BEGIN SOURCE DATA

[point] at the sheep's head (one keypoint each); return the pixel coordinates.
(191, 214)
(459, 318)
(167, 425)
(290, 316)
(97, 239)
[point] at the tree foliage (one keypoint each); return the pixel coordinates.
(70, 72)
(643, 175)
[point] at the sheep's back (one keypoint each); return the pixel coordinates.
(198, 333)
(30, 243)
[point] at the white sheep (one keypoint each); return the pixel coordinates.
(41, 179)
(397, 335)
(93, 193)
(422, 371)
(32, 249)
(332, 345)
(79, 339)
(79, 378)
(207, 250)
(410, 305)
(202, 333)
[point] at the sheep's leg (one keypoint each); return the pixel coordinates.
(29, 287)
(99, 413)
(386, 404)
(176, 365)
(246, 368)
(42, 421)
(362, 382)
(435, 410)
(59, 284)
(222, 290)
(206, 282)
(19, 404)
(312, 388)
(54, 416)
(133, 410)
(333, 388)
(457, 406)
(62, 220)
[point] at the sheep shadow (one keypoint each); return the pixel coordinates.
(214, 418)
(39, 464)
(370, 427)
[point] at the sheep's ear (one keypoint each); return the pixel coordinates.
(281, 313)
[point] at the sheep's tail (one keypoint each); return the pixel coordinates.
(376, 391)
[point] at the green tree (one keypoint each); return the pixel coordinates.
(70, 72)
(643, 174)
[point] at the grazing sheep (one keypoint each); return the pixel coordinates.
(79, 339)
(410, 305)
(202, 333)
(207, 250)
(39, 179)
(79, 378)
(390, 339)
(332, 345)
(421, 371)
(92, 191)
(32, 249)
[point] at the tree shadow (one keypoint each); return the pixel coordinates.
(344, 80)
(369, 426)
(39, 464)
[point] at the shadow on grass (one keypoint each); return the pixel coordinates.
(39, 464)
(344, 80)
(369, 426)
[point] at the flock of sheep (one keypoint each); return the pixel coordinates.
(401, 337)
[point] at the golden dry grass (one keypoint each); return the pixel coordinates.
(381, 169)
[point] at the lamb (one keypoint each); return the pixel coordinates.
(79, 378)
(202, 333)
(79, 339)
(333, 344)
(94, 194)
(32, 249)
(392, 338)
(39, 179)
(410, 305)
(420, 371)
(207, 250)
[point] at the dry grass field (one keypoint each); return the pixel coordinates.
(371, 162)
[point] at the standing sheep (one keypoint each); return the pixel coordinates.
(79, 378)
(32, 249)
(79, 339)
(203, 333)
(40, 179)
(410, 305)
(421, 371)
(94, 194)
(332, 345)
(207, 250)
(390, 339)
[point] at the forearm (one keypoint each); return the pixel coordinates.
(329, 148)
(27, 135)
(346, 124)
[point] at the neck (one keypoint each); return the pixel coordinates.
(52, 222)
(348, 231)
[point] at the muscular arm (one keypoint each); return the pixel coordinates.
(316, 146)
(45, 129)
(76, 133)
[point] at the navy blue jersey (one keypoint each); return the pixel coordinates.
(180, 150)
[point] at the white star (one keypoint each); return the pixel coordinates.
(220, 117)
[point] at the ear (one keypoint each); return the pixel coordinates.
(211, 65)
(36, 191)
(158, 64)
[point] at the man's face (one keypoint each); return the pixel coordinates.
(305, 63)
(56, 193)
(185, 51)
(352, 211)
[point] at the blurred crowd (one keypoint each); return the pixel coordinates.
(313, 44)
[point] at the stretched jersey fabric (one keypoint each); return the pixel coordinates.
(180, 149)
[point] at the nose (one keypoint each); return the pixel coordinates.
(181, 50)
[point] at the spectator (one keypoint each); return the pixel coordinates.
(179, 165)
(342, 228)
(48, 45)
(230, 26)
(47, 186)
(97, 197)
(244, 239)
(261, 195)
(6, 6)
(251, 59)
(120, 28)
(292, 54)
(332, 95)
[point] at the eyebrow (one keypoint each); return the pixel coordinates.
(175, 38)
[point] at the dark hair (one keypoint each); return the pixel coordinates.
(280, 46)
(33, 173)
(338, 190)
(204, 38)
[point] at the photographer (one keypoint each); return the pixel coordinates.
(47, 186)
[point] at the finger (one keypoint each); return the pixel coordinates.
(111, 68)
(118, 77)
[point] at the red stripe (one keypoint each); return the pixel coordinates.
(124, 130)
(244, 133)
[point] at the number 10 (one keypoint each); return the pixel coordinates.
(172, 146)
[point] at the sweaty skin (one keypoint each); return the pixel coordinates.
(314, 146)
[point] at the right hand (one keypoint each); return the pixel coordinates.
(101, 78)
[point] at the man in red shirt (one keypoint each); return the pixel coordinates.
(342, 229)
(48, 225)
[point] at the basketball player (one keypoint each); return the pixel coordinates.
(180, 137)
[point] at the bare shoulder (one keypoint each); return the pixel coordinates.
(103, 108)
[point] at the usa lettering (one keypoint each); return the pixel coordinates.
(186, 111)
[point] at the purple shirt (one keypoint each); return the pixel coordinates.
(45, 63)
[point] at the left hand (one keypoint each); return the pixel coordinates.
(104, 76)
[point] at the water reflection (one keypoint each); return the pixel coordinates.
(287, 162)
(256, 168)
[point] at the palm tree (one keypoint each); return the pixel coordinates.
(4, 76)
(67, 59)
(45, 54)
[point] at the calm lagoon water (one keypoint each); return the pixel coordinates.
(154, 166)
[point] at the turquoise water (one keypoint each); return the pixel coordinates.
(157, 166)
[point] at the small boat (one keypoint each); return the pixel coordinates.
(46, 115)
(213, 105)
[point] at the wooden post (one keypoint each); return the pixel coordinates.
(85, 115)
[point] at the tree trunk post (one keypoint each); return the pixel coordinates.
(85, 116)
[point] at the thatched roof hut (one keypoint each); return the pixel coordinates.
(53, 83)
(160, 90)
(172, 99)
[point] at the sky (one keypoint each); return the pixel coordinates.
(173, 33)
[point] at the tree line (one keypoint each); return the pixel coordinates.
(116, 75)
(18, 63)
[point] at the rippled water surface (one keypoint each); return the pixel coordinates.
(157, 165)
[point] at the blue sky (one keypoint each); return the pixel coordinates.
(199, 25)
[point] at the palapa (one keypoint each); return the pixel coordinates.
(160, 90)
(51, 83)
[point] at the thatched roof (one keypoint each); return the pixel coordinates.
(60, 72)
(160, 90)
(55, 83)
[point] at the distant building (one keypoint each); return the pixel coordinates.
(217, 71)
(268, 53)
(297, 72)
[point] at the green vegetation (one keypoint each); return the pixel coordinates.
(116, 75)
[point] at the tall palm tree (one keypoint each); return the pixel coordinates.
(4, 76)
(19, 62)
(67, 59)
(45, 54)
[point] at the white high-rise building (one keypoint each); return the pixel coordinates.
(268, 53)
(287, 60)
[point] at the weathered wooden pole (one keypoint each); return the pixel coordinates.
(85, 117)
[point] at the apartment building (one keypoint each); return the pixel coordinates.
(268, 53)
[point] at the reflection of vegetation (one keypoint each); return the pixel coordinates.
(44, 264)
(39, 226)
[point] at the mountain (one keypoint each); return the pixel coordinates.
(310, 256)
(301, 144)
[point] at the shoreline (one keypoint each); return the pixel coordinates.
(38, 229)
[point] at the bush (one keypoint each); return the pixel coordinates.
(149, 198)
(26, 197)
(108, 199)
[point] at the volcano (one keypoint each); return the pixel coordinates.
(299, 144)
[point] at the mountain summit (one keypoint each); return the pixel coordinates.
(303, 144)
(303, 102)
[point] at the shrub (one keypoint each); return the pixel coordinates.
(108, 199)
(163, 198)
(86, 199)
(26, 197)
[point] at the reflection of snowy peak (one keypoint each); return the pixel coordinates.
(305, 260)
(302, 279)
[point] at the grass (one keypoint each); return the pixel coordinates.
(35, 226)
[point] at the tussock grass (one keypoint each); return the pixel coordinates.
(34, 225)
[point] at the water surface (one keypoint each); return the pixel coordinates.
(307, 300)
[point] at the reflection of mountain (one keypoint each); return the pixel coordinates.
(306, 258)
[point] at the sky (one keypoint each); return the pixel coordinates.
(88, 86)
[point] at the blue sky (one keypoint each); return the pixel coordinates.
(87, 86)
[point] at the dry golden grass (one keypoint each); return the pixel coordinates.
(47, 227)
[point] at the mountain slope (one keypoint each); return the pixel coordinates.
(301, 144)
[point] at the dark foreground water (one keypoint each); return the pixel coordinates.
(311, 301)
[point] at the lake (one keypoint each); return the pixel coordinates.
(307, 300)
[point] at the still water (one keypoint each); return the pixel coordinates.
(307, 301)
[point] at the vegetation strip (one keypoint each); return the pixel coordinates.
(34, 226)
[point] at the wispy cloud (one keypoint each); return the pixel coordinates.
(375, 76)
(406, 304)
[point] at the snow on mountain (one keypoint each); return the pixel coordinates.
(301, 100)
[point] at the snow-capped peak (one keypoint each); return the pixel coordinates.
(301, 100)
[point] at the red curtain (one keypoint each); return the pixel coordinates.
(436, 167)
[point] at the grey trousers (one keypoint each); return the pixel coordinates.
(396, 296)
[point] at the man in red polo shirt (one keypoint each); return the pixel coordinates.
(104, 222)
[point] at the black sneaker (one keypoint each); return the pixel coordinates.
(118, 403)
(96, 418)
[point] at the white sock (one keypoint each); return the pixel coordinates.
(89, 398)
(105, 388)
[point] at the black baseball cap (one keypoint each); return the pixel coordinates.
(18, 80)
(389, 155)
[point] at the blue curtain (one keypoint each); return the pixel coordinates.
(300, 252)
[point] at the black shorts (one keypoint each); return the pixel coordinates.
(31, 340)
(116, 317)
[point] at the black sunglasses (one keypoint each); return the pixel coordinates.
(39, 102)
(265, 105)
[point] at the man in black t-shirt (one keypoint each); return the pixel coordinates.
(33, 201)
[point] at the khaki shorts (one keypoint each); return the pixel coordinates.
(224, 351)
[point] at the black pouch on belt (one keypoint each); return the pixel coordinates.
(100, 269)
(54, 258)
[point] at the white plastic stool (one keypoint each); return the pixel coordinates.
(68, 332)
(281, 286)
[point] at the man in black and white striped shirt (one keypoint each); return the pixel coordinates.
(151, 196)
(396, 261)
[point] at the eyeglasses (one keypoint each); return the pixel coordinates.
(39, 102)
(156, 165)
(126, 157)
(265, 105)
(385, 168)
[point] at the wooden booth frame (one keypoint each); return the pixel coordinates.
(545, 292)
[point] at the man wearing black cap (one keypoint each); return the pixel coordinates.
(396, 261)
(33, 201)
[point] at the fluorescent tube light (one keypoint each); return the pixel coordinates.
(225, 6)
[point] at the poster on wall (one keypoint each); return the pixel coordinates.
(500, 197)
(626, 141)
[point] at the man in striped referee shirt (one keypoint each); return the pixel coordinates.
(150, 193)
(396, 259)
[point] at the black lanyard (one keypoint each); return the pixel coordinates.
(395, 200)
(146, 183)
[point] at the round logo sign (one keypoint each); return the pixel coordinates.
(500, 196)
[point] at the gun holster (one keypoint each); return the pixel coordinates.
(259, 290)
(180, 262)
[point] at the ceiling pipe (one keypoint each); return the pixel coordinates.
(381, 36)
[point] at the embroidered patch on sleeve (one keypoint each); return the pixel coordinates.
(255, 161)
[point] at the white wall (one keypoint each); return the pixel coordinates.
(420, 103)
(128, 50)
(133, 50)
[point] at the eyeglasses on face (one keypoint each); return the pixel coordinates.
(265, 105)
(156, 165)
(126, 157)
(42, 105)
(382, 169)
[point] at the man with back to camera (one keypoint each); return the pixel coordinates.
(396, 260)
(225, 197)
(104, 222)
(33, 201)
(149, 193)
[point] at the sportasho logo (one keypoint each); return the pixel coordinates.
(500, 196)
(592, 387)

END SOURCE DATA

EXERCISE:
Once you reach the line containing "[point] at the embroidered", output that line and each one after it exactly, ending with the final line of the listing and adding nothing else.

SOLUTION TO THIS EXERCISE:
[point] at the embroidered patch on sleeve (one keypoint each); return the pixel coordinates.
(255, 161)
[point] at the white wall (one keypoint each); return the pixel coordinates.
(420, 103)
(128, 50)
(133, 50)
[point] at the eyeglasses on face (one keypoint each); return the pixel coordinates.
(265, 105)
(156, 165)
(126, 157)
(42, 105)
(382, 169)
[point] at the man with back to camera (one keypoint each); return the pixel coordinates.
(396, 260)
(225, 197)
(104, 222)
(33, 201)
(149, 193)
[point] at the sportasho logo (one keypoint each); return the pixel coordinates.
(500, 196)
(592, 387)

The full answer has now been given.